[Items from a dataset]
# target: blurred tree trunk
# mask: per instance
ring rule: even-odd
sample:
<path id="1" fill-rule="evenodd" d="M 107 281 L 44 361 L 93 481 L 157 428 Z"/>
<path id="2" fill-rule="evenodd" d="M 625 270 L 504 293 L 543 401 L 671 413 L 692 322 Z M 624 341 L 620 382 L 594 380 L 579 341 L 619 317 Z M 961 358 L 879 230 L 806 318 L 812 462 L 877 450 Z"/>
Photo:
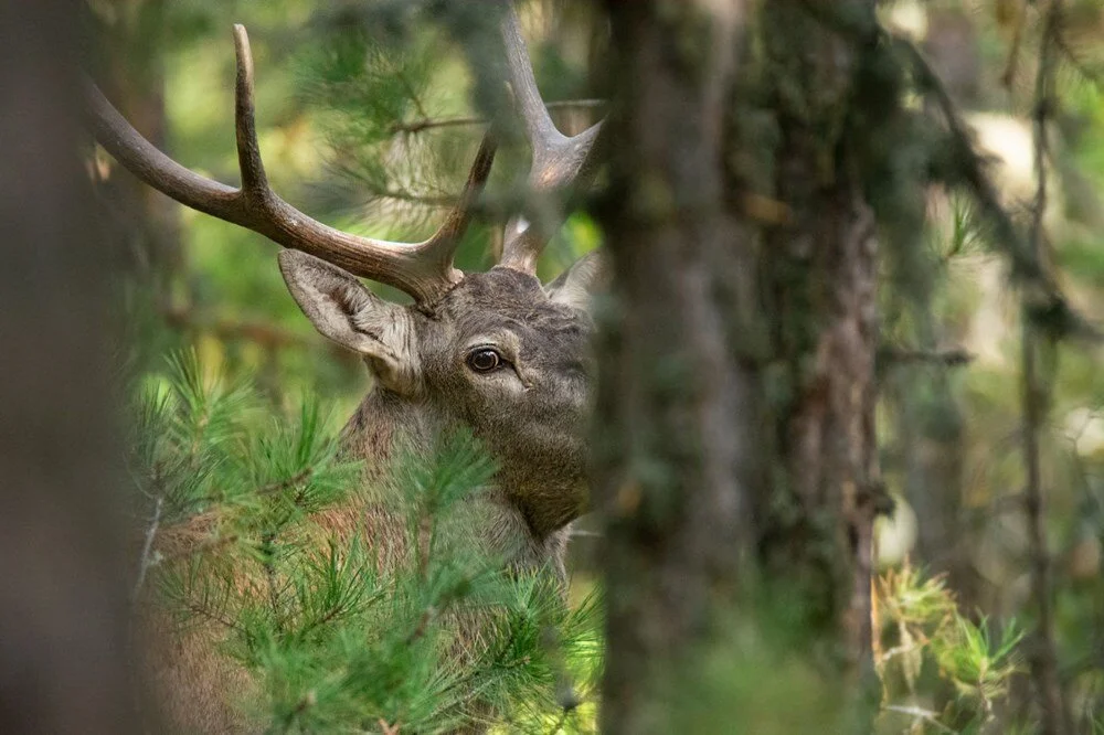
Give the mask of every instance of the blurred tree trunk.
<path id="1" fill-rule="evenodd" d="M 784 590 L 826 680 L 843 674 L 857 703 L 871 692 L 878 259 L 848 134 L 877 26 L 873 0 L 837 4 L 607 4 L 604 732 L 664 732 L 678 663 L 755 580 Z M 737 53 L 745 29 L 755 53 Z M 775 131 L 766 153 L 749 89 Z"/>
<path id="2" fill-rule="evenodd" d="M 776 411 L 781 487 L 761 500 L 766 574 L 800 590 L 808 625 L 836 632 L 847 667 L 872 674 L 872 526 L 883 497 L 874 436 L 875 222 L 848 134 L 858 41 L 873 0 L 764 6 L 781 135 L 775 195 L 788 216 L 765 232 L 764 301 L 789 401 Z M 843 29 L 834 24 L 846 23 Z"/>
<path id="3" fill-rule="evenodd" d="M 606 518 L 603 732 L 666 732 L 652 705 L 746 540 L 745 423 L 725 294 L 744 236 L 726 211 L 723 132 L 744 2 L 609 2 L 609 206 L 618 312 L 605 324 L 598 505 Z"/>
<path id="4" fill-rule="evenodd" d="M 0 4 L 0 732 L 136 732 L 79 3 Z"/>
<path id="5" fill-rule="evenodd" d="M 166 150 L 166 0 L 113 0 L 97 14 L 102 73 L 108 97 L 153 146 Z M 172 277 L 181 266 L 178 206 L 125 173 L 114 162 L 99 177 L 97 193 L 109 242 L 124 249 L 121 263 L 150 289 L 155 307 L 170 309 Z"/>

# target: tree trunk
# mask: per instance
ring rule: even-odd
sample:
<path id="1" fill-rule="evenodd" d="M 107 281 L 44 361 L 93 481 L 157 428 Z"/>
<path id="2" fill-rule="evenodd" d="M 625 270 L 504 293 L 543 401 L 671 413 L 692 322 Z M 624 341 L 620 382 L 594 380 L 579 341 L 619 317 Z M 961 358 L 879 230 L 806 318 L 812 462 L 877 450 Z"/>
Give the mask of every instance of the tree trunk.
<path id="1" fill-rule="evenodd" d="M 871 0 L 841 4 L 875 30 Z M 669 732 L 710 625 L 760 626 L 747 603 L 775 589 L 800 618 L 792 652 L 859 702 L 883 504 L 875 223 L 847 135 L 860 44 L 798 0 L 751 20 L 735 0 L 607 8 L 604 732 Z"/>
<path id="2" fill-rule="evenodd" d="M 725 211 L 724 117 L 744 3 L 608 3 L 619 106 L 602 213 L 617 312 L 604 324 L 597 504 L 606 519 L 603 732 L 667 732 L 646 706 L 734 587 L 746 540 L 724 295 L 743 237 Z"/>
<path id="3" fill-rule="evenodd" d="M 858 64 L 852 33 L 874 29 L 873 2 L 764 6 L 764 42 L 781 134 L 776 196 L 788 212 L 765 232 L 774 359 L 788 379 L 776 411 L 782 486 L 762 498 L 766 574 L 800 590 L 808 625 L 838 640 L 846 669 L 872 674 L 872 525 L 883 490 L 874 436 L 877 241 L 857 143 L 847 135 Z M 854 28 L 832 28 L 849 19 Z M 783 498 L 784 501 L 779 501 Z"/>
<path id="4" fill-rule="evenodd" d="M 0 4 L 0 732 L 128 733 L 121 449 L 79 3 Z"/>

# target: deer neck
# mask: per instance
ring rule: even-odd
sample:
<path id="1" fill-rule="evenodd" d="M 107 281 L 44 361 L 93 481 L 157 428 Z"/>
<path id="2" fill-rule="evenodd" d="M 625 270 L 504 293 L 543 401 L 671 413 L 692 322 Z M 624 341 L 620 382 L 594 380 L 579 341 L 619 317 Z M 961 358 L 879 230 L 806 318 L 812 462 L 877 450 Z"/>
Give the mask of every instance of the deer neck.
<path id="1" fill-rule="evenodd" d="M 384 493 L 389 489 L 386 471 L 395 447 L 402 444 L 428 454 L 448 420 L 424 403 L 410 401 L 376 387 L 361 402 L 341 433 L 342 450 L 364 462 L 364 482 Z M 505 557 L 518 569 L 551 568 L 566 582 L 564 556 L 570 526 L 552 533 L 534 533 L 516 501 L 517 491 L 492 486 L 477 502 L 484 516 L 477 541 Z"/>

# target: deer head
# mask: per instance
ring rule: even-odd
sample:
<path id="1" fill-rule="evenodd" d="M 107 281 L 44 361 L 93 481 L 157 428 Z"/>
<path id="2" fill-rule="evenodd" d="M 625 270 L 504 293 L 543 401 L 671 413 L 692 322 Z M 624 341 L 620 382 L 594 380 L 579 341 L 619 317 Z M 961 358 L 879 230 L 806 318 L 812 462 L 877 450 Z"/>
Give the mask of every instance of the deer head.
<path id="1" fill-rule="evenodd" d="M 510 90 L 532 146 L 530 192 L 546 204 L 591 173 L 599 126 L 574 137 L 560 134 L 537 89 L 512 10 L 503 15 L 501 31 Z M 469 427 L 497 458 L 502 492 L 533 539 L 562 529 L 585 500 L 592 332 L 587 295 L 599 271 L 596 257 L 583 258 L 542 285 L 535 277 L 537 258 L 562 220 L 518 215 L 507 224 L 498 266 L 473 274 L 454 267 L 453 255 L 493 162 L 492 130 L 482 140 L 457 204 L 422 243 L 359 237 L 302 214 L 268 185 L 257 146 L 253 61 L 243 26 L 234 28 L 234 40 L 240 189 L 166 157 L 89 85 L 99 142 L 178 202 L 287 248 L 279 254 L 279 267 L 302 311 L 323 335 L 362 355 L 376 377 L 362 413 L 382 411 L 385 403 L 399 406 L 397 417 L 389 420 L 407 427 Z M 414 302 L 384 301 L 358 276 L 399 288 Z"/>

Given request> Output the stretch of the data from its start through the line that contains "784 590 L 826", copying each line exactly and leaving the pictures out of your answer.

Solution to the exercise>
# target: blurred tree trunk
# mask: per instance
ring rule: even-odd
sample:
<path id="1" fill-rule="evenodd" d="M 107 281 L 44 361 L 93 481 L 157 428 Z"/>
<path id="2" fill-rule="evenodd" d="M 625 270 L 504 293 L 543 401 L 671 413 L 692 322 Z M 624 341 L 620 382 L 594 380 L 579 341 L 619 317 Z M 961 358 L 879 230 L 806 318 L 812 462 L 877 450 Z"/>
Photo:
Give the mask of every instance of the blurred tree trunk.
<path id="1" fill-rule="evenodd" d="M 784 590 L 826 680 L 843 674 L 857 703 L 871 692 L 878 259 L 848 134 L 877 26 L 873 0 L 837 4 L 607 4 L 604 732 L 664 732 L 678 663 L 755 580 Z M 737 53 L 745 29 L 755 53 Z M 775 131 L 766 153 L 749 89 Z"/>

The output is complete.